**** Data for the task
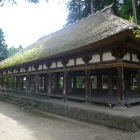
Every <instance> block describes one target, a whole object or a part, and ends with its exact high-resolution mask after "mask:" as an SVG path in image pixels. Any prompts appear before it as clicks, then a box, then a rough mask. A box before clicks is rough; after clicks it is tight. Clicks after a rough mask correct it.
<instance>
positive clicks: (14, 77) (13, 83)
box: [11, 76, 15, 89]
mask: <svg viewBox="0 0 140 140" xmlns="http://www.w3.org/2000/svg"><path fill="white" fill-rule="evenodd" d="M14 79H15V77H14V76H12V77H11V88H12V89H14V82H15V80H14Z"/></svg>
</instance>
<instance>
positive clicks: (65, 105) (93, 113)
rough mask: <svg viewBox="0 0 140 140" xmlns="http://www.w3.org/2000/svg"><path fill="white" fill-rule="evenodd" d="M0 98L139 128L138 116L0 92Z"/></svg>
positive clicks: (58, 111)
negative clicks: (67, 104)
mask: <svg viewBox="0 0 140 140" xmlns="http://www.w3.org/2000/svg"><path fill="white" fill-rule="evenodd" d="M0 100H3V101H7V102H11V103H14V104H17V105H19V106H22V107H25V108H29V109H33V108H35V109H39V110H42V111H44V112H50V113H54V114H58V115H61V116H65V117H69V118H72V119H76V120H79V121H85V122H90V123H93V124H94V123H96V124H101V125H105V126H108V127H112V128H117V129H122V130H127V131H132V132H136V131H137V130H138V129H139V128H140V116H134V117H126V116H119V115H112V114H108V113H104V112H98V111H92V110H88V107H87V109H83V108H80V107H75V106H74V107H73V106H70V105H65V104H61V103H58V104H57V103H53V102H51V100H43V99H37V98H32V97H27V96H20V95H14V94H7V93H0Z"/></svg>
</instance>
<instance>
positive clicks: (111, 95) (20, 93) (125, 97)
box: [2, 89, 140, 105]
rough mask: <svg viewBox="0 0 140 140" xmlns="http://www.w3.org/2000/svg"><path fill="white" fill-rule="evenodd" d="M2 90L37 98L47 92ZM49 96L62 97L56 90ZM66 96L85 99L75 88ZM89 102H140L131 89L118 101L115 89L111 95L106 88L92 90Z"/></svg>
mask: <svg viewBox="0 0 140 140" xmlns="http://www.w3.org/2000/svg"><path fill="white" fill-rule="evenodd" d="M2 91H5V92H9V91H10V92H12V93H15V94H22V95H25V96H34V97H37V98H42V97H43V98H45V96H47V93H43V92H38V93H35V92H32V93H31V94H27V93H26V92H25V91H23V90H21V91H20V92H18V91H17V90H11V89H2ZM50 97H51V98H60V99H62V98H63V97H64V95H63V93H62V92H58V93H52V94H50ZM66 98H67V99H69V100H75V101H83V102H84V101H86V96H85V93H84V90H81V91H80V90H79V91H78V90H77V91H75V92H72V93H68V94H67V95H66ZM89 101H90V102H96V103H106V104H114V105H115V104H118V103H122V104H124V105H129V104H134V103H139V102H140V97H138V95H137V92H136V91H134V90H132V91H131V92H130V93H129V94H125V96H124V100H123V101H121V102H119V101H118V98H117V94H116V91H114V94H113V95H107V90H102V91H100V92H97V90H94V92H92V94H91V98H90V99H89Z"/></svg>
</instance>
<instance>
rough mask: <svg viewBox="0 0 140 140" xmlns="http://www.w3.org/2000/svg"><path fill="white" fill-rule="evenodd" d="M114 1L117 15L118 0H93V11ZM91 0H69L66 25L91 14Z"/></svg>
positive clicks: (115, 10)
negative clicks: (68, 13)
mask: <svg viewBox="0 0 140 140" xmlns="http://www.w3.org/2000/svg"><path fill="white" fill-rule="evenodd" d="M112 3H114V5H113V9H114V13H115V14H116V15H118V9H119V8H120V6H121V4H122V3H121V2H120V1H118V0H94V1H93V4H94V12H97V11H100V10H102V9H103V8H104V7H106V6H108V5H110V4H112ZM90 9H91V0H71V1H70V2H69V3H68V10H69V15H68V18H67V24H66V26H67V25H70V24H72V23H74V22H76V21H79V20H81V19H82V18H85V17H87V16H89V15H90V14H91V10H90Z"/></svg>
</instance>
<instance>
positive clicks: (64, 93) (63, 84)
mask: <svg viewBox="0 0 140 140" xmlns="http://www.w3.org/2000/svg"><path fill="white" fill-rule="evenodd" d="M63 85H64V87H63V94H64V95H66V94H67V93H68V72H67V71H65V72H64V84H63Z"/></svg>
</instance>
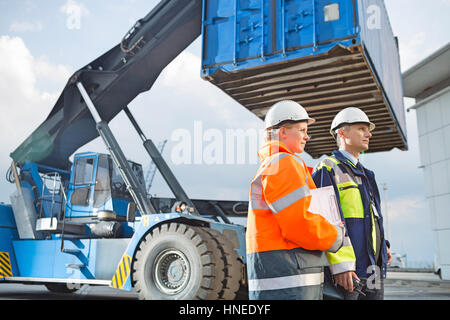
********
**Problem to work on:** In copying the listing, reproduce each line exactly and omit the pictures.

**Answer to this problem:**
Every <instance> block describes one target, a whole object or a part, and ends with its exact high-resolution mask after "mask:" as an SVG path in image pixels. Any prompts appear before it as clicks, then a box, then a rough mask. A box before clicks is rough; after clicks it is tight. Clicks after a rough mask correct it.
<instance>
positive clicks: (14, 77) (13, 83)
box: [11, 76, 15, 89]
mask: <svg viewBox="0 0 140 140" xmlns="http://www.w3.org/2000/svg"><path fill="white" fill-rule="evenodd" d="M14 79H15V77H14V76H12V77H11V88H12V89H14V82H15V80H14Z"/></svg>
</instance>
<instance>
positive clicks: (65, 105) (93, 113)
rough mask: <svg viewBox="0 0 140 140" xmlns="http://www.w3.org/2000/svg"><path fill="white" fill-rule="evenodd" d="M0 98L139 128L138 116L0 92Z"/></svg>
positive clicks: (58, 111)
negative clicks: (67, 104)
mask: <svg viewBox="0 0 140 140" xmlns="http://www.w3.org/2000/svg"><path fill="white" fill-rule="evenodd" d="M0 100H3V101H7V102H11V103H14V104H17V105H19V106H22V107H25V108H29V109H33V108H35V109H39V110H42V111H44V112H50V113H54V114H58V115H61V116H65V117H69V118H72V119H76V120H79V121H85V122H90V123H93V124H94V123H96V124H101V125H105V126H108V127H112V128H117V129H122V130H127V131H132V132H136V131H137V130H138V129H139V128H140V116H134V117H126V116H119V115H112V114H108V113H104V112H98V111H92V110H88V107H87V109H83V108H80V107H75V106H74V107H73V106H70V105H65V104H61V103H58V104H57V103H53V102H51V100H43V99H37V98H32V97H27V96H20V95H14V94H7V93H0Z"/></svg>
</instance>
<instance>
positive clicks: (111, 95) (20, 93) (125, 97)
box: [2, 89, 140, 105]
rough mask: <svg viewBox="0 0 140 140" xmlns="http://www.w3.org/2000/svg"><path fill="white" fill-rule="evenodd" d="M2 90L37 98L47 92ZM49 96L62 97L56 90ZM66 96L85 99L75 88ZM89 102H140L131 89L118 101L115 89L111 95L106 88L92 90Z"/></svg>
mask: <svg viewBox="0 0 140 140" xmlns="http://www.w3.org/2000/svg"><path fill="white" fill-rule="evenodd" d="M2 91H5V92H9V91H10V92H12V93H15V94H22V95H25V96H34V97H37V98H42V97H43V98H45V96H47V93H43V92H38V93H35V92H32V93H31V94H27V93H26V92H25V91H23V90H21V91H20V92H18V91H17V90H11V89H2ZM50 97H51V98H60V99H62V98H63V97H64V95H63V93H62V92H58V93H52V94H50ZM66 98H67V99H69V100H75V101H83V102H84V101H86V96H85V93H84V90H81V91H80V90H79V91H78V90H77V91H75V92H72V93H68V94H67V95H66ZM89 101H90V102H96V103H106V104H114V105H115V104H118V103H122V104H124V105H129V104H134V103H139V102H140V97H138V95H137V92H136V91H134V90H132V91H131V92H130V93H129V94H125V96H124V100H123V101H121V102H119V101H118V98H117V94H116V91H114V94H113V95H107V90H102V91H100V92H97V90H94V92H92V94H91V98H90V99H89Z"/></svg>
</instance>
<instance>
rough mask: <svg viewBox="0 0 140 140" xmlns="http://www.w3.org/2000/svg"><path fill="white" fill-rule="evenodd" d="M114 1L117 15L118 0H93V11ZM91 0H69L66 25L91 14Z"/></svg>
positive clicks: (115, 10)
negative clicks: (68, 13)
mask: <svg viewBox="0 0 140 140" xmlns="http://www.w3.org/2000/svg"><path fill="white" fill-rule="evenodd" d="M112 3H114V5H113V9H114V13H115V14H116V15H118V9H119V8H120V6H121V4H122V3H121V2H120V1H118V0H94V1H93V4H94V12H97V11H100V10H102V9H103V8H104V7H106V6H108V5H110V4H112ZM90 9H91V0H71V1H70V2H69V3H68V10H69V15H68V18H67V24H66V26H67V25H70V24H72V23H74V22H76V21H79V20H81V19H82V18H85V17H87V16H89V15H90V14H91V10H90Z"/></svg>
</instance>
<instance>
positive clicks: (64, 93) (63, 84)
mask: <svg viewBox="0 0 140 140" xmlns="http://www.w3.org/2000/svg"><path fill="white" fill-rule="evenodd" d="M63 85H64V87H63V94H64V95H66V94H67V93H68V72H67V71H65V72H64V84H63Z"/></svg>
</instance>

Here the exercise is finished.